**Given records**
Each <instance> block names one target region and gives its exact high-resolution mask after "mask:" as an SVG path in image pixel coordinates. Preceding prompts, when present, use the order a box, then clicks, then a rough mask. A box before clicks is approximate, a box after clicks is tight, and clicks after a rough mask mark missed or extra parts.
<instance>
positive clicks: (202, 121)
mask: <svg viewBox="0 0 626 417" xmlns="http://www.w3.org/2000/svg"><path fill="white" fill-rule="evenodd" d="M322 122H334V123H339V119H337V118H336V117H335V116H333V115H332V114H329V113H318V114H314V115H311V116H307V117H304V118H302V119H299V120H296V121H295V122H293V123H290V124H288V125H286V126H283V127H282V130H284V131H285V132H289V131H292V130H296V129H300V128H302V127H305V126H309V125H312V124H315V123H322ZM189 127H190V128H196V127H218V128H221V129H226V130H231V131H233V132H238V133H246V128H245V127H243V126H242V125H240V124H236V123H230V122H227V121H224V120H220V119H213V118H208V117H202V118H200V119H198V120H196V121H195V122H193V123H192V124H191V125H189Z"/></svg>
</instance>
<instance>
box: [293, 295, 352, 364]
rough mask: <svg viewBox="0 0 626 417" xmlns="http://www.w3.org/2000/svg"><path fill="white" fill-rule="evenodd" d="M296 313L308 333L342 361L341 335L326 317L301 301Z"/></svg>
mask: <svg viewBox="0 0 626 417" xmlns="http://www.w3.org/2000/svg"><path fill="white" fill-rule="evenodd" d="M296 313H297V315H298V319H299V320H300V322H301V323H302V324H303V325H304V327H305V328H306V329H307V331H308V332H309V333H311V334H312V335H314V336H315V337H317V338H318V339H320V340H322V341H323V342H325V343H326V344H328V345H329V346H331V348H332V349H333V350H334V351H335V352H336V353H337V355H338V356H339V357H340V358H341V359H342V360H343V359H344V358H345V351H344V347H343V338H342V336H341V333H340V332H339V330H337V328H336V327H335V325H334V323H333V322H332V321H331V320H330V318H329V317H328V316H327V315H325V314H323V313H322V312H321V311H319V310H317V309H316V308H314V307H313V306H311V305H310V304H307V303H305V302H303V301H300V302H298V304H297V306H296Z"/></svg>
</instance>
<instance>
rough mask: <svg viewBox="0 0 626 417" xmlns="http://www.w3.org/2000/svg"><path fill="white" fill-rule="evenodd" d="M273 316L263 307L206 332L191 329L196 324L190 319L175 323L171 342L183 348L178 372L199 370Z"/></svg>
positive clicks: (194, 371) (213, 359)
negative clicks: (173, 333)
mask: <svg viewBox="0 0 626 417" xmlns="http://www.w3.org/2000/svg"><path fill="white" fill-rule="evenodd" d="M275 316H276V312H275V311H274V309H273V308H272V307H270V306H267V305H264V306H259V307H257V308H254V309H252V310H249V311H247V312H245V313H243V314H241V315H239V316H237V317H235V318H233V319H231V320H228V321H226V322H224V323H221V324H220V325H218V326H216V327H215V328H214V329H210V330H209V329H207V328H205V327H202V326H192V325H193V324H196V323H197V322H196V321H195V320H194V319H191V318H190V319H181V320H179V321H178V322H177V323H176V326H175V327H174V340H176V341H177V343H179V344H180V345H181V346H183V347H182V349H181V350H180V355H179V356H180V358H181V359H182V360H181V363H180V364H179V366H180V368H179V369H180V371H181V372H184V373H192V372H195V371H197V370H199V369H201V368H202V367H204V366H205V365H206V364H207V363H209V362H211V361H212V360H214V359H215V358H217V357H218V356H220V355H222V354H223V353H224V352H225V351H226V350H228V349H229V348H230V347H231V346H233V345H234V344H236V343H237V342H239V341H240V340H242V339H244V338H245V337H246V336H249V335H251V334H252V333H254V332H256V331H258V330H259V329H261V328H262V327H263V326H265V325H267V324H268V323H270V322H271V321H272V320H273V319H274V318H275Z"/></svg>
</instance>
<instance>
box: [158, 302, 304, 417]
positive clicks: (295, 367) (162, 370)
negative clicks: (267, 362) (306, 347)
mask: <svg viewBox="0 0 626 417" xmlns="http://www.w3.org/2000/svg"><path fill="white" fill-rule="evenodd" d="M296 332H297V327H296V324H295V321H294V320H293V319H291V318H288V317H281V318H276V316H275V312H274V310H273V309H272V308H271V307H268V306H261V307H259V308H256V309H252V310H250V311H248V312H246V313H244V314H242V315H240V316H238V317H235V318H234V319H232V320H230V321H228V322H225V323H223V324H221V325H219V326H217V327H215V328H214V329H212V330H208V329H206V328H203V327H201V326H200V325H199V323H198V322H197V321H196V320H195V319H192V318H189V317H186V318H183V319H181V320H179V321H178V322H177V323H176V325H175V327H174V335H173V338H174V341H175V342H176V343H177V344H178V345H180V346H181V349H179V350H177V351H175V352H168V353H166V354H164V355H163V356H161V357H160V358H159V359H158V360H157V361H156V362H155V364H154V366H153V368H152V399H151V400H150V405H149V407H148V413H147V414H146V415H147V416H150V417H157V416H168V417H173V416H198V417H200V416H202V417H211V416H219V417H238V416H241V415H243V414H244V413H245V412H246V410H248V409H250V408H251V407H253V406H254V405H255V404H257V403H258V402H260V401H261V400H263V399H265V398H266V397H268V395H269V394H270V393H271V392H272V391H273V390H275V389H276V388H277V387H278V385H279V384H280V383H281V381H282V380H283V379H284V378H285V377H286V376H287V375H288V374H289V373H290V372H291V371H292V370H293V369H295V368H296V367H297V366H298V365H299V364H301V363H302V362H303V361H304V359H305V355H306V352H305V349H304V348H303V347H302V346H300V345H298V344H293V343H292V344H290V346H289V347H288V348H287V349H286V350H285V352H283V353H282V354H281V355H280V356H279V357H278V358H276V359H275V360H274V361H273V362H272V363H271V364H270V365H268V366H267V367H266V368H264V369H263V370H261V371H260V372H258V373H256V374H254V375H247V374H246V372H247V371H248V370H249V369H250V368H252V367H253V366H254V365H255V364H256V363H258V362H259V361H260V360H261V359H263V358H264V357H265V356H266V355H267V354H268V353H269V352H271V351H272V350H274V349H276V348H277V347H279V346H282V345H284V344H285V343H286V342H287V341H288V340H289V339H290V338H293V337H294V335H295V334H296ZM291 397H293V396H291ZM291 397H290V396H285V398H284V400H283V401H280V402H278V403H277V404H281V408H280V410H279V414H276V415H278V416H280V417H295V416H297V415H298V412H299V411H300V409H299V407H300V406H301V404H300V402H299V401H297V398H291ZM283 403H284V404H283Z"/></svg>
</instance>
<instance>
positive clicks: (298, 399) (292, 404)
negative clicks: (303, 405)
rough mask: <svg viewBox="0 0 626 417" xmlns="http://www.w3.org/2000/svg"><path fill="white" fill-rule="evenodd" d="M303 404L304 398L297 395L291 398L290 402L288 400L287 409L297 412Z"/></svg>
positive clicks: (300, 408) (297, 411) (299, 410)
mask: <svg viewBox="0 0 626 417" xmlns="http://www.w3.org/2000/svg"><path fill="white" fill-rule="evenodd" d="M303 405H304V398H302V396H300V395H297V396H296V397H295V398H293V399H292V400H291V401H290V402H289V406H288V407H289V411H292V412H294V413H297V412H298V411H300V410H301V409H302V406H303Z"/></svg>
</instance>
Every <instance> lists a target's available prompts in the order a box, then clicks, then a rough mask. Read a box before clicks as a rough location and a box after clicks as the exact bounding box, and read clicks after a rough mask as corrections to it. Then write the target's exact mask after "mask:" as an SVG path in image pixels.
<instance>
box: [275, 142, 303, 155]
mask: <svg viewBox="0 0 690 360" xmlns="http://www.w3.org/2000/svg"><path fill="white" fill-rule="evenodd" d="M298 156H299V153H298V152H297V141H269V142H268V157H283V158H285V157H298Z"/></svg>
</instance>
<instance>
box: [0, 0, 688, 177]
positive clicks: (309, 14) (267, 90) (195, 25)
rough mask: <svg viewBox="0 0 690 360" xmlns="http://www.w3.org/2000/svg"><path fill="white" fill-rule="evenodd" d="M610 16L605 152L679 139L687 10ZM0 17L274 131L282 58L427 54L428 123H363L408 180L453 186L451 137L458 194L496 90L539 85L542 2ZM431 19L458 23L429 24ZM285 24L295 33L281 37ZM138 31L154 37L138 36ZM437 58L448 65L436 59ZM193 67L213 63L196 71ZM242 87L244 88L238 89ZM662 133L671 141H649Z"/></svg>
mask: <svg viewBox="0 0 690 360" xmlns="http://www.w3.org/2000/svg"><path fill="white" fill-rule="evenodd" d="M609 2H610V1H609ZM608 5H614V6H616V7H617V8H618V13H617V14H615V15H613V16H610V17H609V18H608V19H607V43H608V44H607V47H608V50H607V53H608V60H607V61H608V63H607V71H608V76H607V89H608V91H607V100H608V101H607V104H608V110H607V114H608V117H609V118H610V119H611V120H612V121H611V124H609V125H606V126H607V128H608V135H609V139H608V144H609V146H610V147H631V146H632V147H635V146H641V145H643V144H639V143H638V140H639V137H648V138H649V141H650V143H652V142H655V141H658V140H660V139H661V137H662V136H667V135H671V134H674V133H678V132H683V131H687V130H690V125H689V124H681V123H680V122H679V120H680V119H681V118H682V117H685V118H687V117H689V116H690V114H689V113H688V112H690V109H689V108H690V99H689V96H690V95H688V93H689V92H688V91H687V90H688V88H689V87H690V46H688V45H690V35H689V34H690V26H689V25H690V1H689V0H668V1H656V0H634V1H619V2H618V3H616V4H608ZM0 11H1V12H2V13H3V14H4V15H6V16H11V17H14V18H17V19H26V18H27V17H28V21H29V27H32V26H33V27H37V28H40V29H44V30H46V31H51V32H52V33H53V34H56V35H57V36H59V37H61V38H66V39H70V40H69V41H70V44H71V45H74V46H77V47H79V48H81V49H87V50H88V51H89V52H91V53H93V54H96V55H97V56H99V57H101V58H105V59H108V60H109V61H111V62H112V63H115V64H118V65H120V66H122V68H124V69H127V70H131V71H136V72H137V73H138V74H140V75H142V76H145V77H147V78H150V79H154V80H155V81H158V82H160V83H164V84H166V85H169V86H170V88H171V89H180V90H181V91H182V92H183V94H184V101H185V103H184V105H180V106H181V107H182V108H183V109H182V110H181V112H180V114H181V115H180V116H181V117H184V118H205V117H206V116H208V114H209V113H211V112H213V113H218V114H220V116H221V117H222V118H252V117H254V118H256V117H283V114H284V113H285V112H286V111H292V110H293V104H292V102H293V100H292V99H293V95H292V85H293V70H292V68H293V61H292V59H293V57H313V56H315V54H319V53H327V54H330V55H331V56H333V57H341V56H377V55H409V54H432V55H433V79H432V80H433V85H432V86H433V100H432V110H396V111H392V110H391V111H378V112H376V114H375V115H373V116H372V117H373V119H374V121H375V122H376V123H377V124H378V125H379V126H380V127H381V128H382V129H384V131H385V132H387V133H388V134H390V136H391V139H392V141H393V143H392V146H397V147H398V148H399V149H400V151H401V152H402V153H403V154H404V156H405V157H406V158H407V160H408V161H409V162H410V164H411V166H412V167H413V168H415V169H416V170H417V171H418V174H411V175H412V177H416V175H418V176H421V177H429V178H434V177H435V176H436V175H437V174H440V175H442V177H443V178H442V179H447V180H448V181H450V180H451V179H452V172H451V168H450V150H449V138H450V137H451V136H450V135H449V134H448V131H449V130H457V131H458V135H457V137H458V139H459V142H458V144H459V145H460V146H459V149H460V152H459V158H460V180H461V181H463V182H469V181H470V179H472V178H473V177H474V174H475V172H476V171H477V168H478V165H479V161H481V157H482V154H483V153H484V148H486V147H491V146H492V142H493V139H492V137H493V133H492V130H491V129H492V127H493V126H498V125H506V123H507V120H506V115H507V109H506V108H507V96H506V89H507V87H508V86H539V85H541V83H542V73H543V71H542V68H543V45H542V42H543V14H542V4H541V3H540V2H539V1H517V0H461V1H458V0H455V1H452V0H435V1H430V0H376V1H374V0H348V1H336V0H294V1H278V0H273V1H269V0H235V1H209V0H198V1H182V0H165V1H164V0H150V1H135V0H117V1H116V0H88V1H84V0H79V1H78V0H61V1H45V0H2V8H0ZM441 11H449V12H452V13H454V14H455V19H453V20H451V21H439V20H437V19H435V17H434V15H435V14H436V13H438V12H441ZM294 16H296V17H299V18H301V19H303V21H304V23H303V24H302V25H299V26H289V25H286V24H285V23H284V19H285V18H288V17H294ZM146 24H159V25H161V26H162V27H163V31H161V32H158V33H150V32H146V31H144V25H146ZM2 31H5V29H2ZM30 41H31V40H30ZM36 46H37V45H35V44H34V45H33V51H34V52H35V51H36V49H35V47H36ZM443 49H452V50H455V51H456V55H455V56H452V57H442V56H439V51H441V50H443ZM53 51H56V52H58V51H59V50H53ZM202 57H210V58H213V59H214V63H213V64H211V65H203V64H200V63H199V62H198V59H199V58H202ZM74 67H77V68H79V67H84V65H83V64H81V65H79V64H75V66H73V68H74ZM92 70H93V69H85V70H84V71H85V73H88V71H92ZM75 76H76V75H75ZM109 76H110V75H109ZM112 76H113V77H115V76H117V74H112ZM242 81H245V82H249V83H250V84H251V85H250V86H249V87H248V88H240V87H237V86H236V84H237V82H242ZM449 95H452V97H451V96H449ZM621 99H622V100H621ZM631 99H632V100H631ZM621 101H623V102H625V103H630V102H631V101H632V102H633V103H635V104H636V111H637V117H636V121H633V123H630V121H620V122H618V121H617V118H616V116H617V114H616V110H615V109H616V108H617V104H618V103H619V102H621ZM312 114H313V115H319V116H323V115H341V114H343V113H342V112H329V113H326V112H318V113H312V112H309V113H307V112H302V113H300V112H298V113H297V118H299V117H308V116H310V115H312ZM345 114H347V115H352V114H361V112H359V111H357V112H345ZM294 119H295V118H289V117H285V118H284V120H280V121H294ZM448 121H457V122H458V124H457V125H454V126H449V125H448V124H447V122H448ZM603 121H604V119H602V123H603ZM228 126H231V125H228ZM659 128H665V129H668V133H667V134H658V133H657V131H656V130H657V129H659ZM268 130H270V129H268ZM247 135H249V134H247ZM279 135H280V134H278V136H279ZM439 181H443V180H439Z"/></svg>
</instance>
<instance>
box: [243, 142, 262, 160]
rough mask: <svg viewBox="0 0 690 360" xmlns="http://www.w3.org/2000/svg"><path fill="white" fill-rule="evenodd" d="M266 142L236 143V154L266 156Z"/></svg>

**Aim of the task**
In the records above, each line with the string "before" should be copied.

**Answer for the task**
Each <instance> block names one target region and gives its exact high-resolution mask after "mask:" as an SVG path in image pixel coordinates. Preceding prompts, when present, use the order a box, then clicks, then a rough mask. A box before clicks is approximate, a box after clicks is tight, and clicks after a rough mask mark missed or extra parts.
Every <instance> lists a target's available prompts in the order a box, then clicks, then a rough mask. Read a box before clicks as a rough location and a box after clicks as the exact bounding box, and read clicks after a rough mask as corrections to it. Then write the target's exact mask after "mask:" as an SVG path in image pixels.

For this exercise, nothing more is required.